Document segment =

* * * * * * * * *

Later on in the day I turn on the TV and put it to youtube, type in David Bowie, and watch his video Lazarus. The video starts with an armoire door
opening, with a sick, pale man – representing death, most likely – lurching out. He crawls towards the bed where the sick and dying Bowie rests,
contemplating what awaits him – eternal darkness? Eternal nothingness? And for a man – like Bowie – who lived and felt and experienced life at
an intensity that few people are privileged to feel?
Bowie calls out with each scene. I’m more focused on his body movements than his specific sayings. I think “Lazarus”, as in “the man
resurrected by Jesus”, and “aahh’, he believes – or wishes – or NEEDS – this. But Bowie isn’t making anything simple or easy. Amid the
hope for resurrection or a meaningful return to knowing, there is darkness, fear, the bed, the disease, the strenuous activity of thoughts and
thinking – the spasmodic movements of Davids body. Bowie strikes the heart of the reality: death is a scary, scary #ing thing.
But then he gets up, we see his face, he’s moving his body, and I can’t help wonder about the spirit of this man; sick, and no doubt enfeebled by
his late-stage cancer; but up, moving, focused, eager, moving – presenting meaning in his movements and effortful assertions in his words. He
dances, he shows himself, reminds himself, recalls life, recalls his joys, recalls his multiplicity of ways – laughter, play, partying, fun, but
also spiritual pursuits, praying, seeking of meaning. A man who has been well educated and philosophically initiated. He wants to present his death,
express his death – for art? My cynical side speaks up, but I calm it. I think the most important thought: “Who can help it”? The man is dying,
and he is doing something beautiful in his dying. He could die and let it be; or, as perhaps only someone as genius as David Bowie can ponder, he can
turn it into a deep and realistic portrayal of life’s final moments. In his death, with his buttons on his eyes – he is me, you, or anyone else,
who experience themselves at the center of it all (of which Bowie was an exaggeration) and the utter calamity of facing death – of the dissolution
of the thermodynamic organic constitution we call our body – and face….what? David Bowie is nothing and no one, just a robot – or a machine –
which he intimates in his robotic-like retro-steps back towards the armoire, leaving the world of machine-like organic form, and returning to whatever
he is.
Before his return to the armoire, he utters a beautiful line: first he says he wants to be free like a blue bird, and finally, he says he wants to be
“like me”. And that’s the hardest truth, yet a profound truth. I’m sure Bowie died in peace, with loved ones, and with a certain gnosis that
whatever he – and we too one day – returns to, is the natural way, and the natural reality, that precedes and follows existential knowing.

* * * * * * * * *

Supplied information =
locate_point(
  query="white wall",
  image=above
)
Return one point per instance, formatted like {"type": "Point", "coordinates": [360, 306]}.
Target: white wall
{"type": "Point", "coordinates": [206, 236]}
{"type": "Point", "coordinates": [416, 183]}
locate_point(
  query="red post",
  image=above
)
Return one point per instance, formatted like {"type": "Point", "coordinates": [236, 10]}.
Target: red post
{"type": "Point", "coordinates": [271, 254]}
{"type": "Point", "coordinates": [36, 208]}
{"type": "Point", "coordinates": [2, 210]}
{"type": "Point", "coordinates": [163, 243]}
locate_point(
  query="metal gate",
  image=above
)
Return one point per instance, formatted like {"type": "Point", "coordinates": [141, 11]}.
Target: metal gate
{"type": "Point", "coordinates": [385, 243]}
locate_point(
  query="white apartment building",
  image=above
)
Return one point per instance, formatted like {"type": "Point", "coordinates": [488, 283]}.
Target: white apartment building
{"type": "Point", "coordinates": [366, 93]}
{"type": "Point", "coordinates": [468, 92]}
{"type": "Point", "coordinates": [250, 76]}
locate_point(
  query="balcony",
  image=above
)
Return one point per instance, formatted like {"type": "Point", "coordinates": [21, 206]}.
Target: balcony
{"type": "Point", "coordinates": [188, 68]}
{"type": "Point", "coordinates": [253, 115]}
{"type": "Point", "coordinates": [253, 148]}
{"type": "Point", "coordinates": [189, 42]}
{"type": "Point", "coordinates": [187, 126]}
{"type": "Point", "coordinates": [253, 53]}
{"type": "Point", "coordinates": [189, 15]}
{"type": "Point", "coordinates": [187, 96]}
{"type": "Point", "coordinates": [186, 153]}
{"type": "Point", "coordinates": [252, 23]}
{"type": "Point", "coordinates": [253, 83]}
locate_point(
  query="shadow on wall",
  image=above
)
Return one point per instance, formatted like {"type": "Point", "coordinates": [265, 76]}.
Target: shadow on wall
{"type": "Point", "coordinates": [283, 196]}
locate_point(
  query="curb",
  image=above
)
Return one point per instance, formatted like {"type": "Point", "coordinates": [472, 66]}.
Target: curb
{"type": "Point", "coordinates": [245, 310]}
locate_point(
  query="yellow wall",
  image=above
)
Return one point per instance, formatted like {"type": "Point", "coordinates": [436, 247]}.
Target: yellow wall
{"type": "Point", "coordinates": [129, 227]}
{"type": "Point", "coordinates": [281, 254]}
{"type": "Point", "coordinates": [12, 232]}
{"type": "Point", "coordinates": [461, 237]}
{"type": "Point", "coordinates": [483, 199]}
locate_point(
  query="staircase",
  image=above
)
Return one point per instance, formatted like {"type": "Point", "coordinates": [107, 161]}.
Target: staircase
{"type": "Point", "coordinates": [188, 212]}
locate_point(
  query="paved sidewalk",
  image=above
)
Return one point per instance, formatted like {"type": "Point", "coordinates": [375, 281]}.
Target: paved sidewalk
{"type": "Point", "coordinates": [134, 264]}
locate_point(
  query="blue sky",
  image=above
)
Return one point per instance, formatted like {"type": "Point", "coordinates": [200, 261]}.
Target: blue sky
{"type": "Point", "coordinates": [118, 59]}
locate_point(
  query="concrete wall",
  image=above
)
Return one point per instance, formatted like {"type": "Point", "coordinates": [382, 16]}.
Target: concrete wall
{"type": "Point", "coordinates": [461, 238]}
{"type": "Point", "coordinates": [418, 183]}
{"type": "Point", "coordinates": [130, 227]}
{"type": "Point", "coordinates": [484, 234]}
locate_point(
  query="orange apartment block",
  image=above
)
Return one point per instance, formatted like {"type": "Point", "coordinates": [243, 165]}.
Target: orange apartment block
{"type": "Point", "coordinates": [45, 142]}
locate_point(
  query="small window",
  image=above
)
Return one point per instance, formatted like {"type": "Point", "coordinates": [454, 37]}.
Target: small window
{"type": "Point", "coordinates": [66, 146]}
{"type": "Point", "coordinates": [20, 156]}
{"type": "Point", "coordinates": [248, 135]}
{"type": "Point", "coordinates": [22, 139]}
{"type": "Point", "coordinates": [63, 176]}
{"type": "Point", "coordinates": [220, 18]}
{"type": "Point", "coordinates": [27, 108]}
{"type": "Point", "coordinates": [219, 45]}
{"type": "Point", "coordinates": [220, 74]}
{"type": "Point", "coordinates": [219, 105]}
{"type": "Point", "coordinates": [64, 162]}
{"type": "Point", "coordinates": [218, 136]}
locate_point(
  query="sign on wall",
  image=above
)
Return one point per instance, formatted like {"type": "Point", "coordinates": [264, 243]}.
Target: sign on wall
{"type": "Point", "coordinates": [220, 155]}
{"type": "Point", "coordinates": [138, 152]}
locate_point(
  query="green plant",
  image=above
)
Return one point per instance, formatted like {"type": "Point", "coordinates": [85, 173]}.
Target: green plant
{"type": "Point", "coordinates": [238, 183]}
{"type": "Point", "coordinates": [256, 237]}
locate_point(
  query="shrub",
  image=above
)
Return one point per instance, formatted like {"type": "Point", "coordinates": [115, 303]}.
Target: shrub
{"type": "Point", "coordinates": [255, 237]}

* * * * * * * * *

Questions to answer =
**1.** Return, word for word, the part of the Lazarus passage from "Before his return" to "follows existential knowing.".
**2.** Decide whether each statement agrees with the Lazarus passage, answering yes or no and quoting the words that settle it: (a) The video opens with an armoire door opening. (b) The writer pays more attention to Bowie's words than to his body movements. (c) Bowie says he wants to be free like a blue bird.
The rows come from a separate source with no connection to the Lazarus passage.

Results for each task =
**1.**
Before his return to the armoire, he utters a beautiful line: first he says he wants to be free like a blue bird, and finally, he says he wants to be
“like me”. And that’s the hardest truth, yet a profound truth. I’m sure Bowie died in peace, with loved ones, and with a certain gnosis that
whatever he – and we too one day – returns to, is the natural way, and the natural reality, that precedes and follows existential knowing.

**2.**
(a) Yes: "The video starts with an armoire door opening"
(b) No: "I’m more focused on his body movements than his specific sayings."
(c) Yes: "first he says he wants to be free like a blue bird"